Vorliegender Text ->
# Diskussion: User2008 Wahl



## zotos (7 Dezember 2008)

Hier kann die Diskussion dazu statt finden.

Also jeder der die Wahl kindisch und unnötig findet kann sich hier ausheulen


----------



## vierlagig (7 Dezember 2008)

ich erwähne es gern nochmal ... alphabetisch ist echt schwer! ... scheiße jungs, ihr treibt den zotos noch in den wahnsinn!


----------



## Rainer Hönle (7 Dezember 2008)

Zu DOS-Zeiten war "sort" noch so ein Tool wo dort geholfen hat ..


----------



## Pizza (7 Dezember 2008)

> Die Vorschlagslisten sollten die Benutzernamen beinhalten und alphabetisch sortiert sein


 
Scheiße, hab ich glatt überlesen nun ist es zu spät


----------



## MW (7 Dezember 2008)

Pizza schrieb:


> Scheiße, hab ich glatt überlesen nun ist es zu spät



Dann klick auf ändern und mach schick, musst ich ja auch machen


----------



## Pizza (7 Dezember 2008)

iss doch schon längst erledigt


----------



## rostiger Nagel (7 Dezember 2008)

...neh sortieren tu ich nich, aber was gibt es eigendlich zu gewinnen...?
Vielleicht stiftet die Fa Deltalogic wieder eine Reise auf der Aida...!

schönen Gruß an Rainer


----------



## Rainer Hönle (7 Dezember 2008)

meinst Du für den gewählten SPS-Forum-Volksvertreter? Da gibt es sicher genügend Freibier beim nächsten Forumstreffen. Wenn der Gewinner (m/w) sich dort auch blicken lässt ;-)


----------



## Larry Laffer (7 Dezember 2008)

Meinen Dank an Zotos, dass er sich auch dieses Jahr wieder dieser Sache angenommen hat ...

Mir fällt zur Ergänzung an dieser Stelle noch ein Versprechen ein, dass ich irgendwann gegeben habe :
*Die Wahl zum Anti-User 2008*

Was haltet ihr denn davon (ich bin mir hier aber bewußt, dass es dort nicht soviele Kandidaten gibt).

Bereitgestellte Liste ->

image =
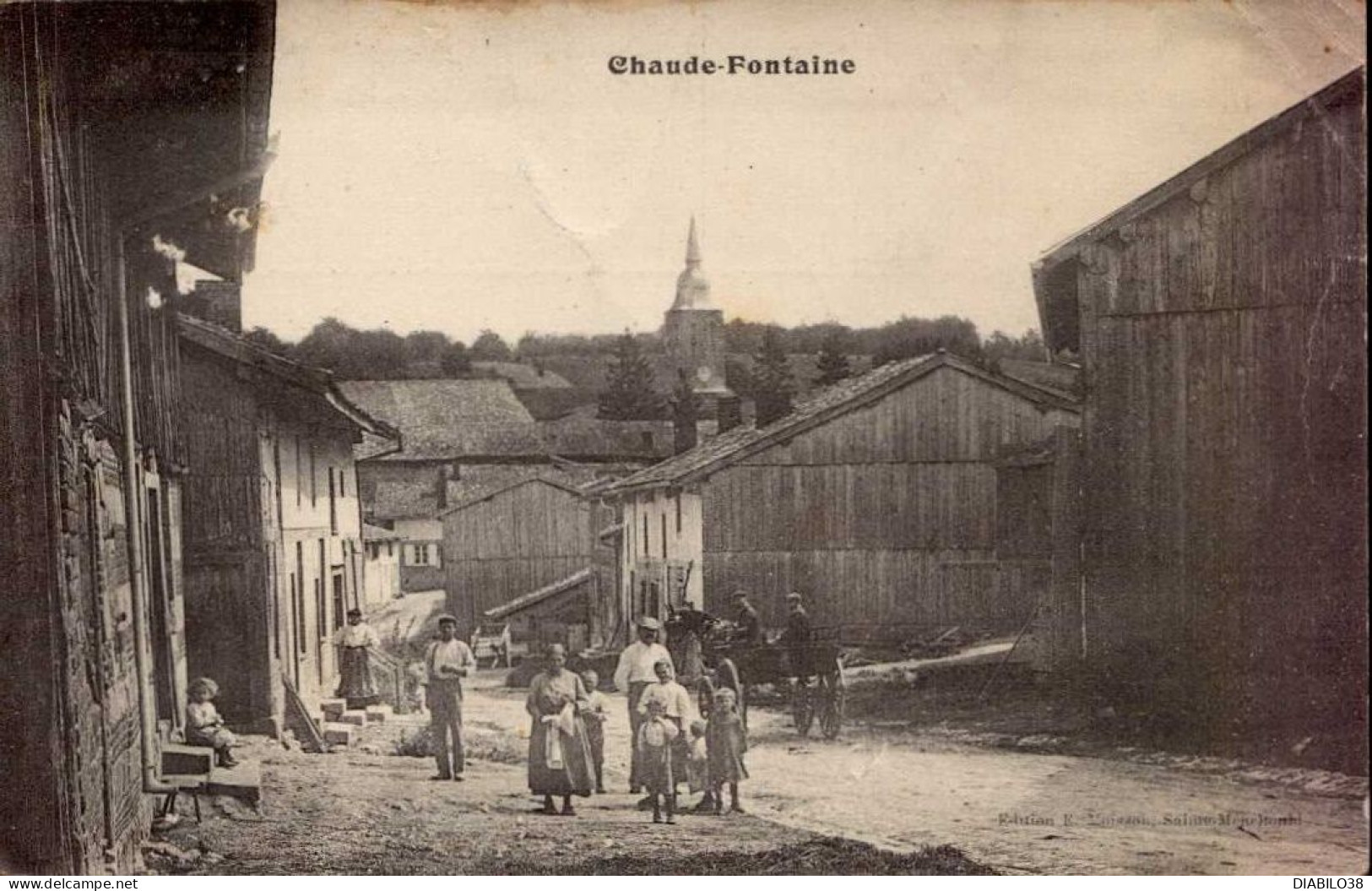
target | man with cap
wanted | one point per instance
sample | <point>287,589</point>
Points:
<point>447,660</point>
<point>746,617</point>
<point>797,634</point>
<point>634,674</point>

Aufgabenstellung ->
A. Bitte prüfen Sie, ob die folgenden Aussagen mit dem Forumsthread zur User2008-Wahl übereinstimmen. Antworten Sie jeweils mit Ja oder Nein und zitieren Sie die entscheidenden Worte des Forumsthreads wörtlich. (i) Rainer Hönle nennt „sort“ als Tool aus DOS-Zeiten. (ii) rostiger Nagel sortiert seine Vorschläge alphabetisch. (iii) Larry Laffer rechnet bei der Wahl zum Anti-User 2008 mit vielen Kandidaten.
B. Schreiben Sie den Forumsthread zur User2008-Wahl im Anschluss an seinen letzten Satz weiter.

Schriftliche Antworten ->
A.
(i) Ja: „Zu DOS-Zeiten war "sort" noch so ein Tool wo dort geholfen hat ..“
(ii) Nein: „...neh sortieren tu ich nich“
(iii) Nein: „ich bin mir hier aber bewußt, dass es dort nicht soviele Kandidaten gibt“

B.
Gruß
LL


----------



## rostiger Nagel (7 Dezember 2008)

Larry Laffer schrieb:


> Meinen Dank an Zotos, dass er sich auch dieses Jahr wieder dieser Sache angenommen hat ...
> 
> Mir fällt zur Ergänzung an dieser Stelle noch ein Versprechen ein, dass ich irgendwann gegeben habe :
> *Die Wahl zum Anti-User 2008*
> ...


 
...find ich gut, aber da trau ich mich nicht abzustimmen...! 
Außerdem glaube ich das da die Endscheidung schon längs gefallen ist, quasi geheime Wahl!!!

gruß Helmut


----------



## MW (7 Dezember 2008)

Larry Laffer schrieb:


> *Die Wahl zum Anti-User 2008*
> 
> Was haltet ihr denn davon (ich bin mir hier aber bewußt, dass es dort nicht soviele Kandidaten gibt).



Mir fallen da gerade nur zwei mögliche Teilnehmer ein und ich bin mir sogar schon relativ sicher das es das Forumsmitglied wird, dessen Benutzernamen mit "J" anfängt ROFLMAO


----------



## zotos (7 Dezember 2008)

vierlagig schrieb:


> ich erwähne es gern nochmal ... alphabetisch ist echt schwer! ... scheiße jungs, ihr treibt den zotos noch in den wahnsinn!



Danke für Deinen Einsatz. Das Sortieren ist nicht wirklich wichtig. Als ich den Thread verfasst habe war ich mir noch nicht sicher wie ich die Auswertung automatisiere. Ich hab das gerade getestet und das manuelle sortieren ist erforderlich.

Die bisherige Beteiligung überrascht mich positiv.

Zu der Frage von Larry wegen der Anti-User 2008 Wahl.... das ist ein heißes Eisen und von vorneherein etwas was man ja in den SV einsortieren muss ;o)


----------



## Ralle (7 Dezember 2008)

Larry Laffer schrieb:


> Meinen Dank an Zotos, dass er sich auch dieses Jahr wieder dieser Sache angenommen hat ...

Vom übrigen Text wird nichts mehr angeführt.